━━ Document excerpt

I hasten to add that they’re on Bandstand not just promoting the two singles, but their second album, Different Light, which was released on January 2, 1986. I bought it that same week from a Listening Booth in the Willow Grove Mall, though it could well have been City Lights Records in State College, depending on when winter break ended. (How’s that for narrowing it down?) I was a college junior attending the Penn State mothership, and either home – and working, working, working as much as I could at one of the mall’s department stores – or already back at University Park. I’ve written about that time before, and even chronicled my top albums of the year here – but to save you the click, here it is in a nutshell: I was (and still am) a fan of new wave, old rock, heady pop, country, bluegrass and urban folk, and plenty of additional genres, including R&B, soul and what would come to be known as Americana. I thought nothing of playing the Three O’Clock and Hank Jr. back-to-back, though I’m sure fans of each would have objected to the other’s presence on my turntable or cassette deck.

At school, I didn’t watch MTV. Hell, I didn’t watch much TV, period, and the only time I generally heard Top 40 radio was when I was selling my plasma for pocket money. And when not with a needle in my arm, or out having a good time with that pocket money, I was in my dorm room doing school work – and since my pre-law roommate preferred studying at the library, I listened to what I wanted – and, as now, often listened to things again and again and again. The result: By semester’s end, my Different Light cassette became so worn that the songs from the flip side bled through whenever I played it. (Yes, I bought it again.)

To be precise: Different Light glimmers and glistens. The production is polished, but not too polished. The melodies captivate; the beats are sure and precise; the guitars echo those of the British Invasion, and are always in service to the song; and the harmonies flow through the soul like few others.

One highlight: The album’s third single, the delightfully goofy “Walk Like an Egyptian,” which closed out 1986 at No. 1.

━━━━
━━ Items

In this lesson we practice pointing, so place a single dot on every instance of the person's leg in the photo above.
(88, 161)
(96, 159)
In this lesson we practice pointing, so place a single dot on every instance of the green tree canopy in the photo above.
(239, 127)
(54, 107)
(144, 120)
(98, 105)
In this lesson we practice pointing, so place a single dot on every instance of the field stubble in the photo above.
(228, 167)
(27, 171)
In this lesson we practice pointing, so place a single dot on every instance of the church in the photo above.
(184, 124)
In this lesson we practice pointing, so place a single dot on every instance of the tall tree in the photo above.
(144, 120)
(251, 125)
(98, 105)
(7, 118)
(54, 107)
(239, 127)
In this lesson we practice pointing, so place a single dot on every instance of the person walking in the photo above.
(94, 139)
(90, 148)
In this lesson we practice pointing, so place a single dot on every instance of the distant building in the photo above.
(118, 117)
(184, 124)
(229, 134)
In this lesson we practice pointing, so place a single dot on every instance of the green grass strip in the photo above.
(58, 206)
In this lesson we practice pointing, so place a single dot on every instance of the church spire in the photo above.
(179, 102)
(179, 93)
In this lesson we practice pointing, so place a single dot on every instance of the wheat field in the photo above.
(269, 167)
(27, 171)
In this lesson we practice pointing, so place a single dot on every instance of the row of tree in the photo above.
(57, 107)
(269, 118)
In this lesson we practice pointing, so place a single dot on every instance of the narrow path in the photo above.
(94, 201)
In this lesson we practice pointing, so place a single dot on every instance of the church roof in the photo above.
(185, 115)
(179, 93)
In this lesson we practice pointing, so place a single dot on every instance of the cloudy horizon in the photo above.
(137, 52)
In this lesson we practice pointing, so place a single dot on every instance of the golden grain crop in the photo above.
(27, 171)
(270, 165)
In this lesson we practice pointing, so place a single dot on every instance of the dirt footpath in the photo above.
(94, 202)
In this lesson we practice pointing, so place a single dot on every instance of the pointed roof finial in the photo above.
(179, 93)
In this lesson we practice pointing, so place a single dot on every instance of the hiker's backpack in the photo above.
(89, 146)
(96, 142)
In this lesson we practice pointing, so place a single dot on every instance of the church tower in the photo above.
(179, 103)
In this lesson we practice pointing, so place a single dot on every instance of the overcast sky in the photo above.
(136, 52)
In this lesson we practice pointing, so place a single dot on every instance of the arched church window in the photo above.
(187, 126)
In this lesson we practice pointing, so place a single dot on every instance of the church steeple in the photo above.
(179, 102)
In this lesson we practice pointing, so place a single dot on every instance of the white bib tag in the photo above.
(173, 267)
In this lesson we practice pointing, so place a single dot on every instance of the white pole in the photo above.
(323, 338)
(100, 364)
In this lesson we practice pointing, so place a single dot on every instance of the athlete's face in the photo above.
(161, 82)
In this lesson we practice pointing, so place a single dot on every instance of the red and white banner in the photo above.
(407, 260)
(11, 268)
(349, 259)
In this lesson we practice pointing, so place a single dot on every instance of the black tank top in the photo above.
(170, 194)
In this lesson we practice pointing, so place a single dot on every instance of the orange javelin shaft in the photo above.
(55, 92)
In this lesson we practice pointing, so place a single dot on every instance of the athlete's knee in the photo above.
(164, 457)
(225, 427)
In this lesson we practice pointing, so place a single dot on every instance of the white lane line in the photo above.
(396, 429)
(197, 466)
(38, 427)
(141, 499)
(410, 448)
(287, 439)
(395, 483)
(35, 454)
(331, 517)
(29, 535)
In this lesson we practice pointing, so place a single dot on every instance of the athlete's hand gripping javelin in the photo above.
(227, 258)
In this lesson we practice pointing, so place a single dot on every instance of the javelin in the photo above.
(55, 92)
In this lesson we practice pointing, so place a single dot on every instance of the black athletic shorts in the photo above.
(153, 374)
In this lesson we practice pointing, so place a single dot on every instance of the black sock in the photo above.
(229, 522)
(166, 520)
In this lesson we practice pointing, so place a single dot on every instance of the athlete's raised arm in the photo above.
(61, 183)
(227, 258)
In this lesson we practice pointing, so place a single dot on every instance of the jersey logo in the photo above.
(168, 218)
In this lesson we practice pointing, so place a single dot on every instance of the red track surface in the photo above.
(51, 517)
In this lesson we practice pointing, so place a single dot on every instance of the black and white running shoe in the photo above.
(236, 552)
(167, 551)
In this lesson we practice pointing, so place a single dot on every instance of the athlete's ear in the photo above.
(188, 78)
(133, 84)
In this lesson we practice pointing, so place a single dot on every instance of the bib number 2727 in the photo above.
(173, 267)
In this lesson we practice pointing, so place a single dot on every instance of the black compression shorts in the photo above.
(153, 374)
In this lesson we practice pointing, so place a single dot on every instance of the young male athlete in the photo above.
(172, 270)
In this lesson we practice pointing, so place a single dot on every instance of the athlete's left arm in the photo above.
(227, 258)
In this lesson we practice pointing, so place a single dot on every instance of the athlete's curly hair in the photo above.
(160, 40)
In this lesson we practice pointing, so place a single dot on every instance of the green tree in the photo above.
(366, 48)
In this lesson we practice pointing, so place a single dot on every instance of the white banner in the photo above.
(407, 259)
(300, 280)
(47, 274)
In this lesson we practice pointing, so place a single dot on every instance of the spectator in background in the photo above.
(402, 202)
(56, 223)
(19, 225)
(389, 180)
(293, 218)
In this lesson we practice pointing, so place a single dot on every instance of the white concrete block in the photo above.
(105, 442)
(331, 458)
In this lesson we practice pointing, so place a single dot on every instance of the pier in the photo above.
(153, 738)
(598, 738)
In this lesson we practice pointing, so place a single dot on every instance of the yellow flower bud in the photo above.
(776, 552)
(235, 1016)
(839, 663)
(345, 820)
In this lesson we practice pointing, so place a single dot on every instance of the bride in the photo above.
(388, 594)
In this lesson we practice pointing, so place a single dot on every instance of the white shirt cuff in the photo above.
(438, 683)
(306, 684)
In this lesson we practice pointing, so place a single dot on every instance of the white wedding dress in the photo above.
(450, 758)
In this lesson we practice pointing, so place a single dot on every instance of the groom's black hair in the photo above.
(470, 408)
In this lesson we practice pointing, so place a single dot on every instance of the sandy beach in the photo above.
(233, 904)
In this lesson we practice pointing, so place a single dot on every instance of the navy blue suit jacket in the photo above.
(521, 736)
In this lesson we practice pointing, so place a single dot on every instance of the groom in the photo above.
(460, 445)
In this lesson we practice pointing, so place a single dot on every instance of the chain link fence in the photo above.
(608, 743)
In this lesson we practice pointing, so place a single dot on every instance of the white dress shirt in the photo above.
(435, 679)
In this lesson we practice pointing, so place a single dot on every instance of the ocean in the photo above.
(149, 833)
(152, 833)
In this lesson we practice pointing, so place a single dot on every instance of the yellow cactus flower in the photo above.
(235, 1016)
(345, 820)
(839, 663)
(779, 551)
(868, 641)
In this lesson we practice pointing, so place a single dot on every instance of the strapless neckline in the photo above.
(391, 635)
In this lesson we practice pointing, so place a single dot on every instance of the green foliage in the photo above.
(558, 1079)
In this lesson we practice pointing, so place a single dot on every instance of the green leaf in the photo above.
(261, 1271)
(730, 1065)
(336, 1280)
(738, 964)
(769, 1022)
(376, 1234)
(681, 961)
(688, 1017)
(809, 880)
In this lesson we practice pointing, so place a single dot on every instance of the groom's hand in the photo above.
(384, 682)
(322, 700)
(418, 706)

━━━━

Tasks to perform >>
1 - According to the Different Light piece, on what date was the album released?
2 - In the Different Light piece, list the genres the writer names after the words "plenty of additional genres, including".
The material placed after the Different Light piece is separate from it.

Responses to the exercise >>
1 - January 2, 1986.

2 - R&B, soul, and Americana.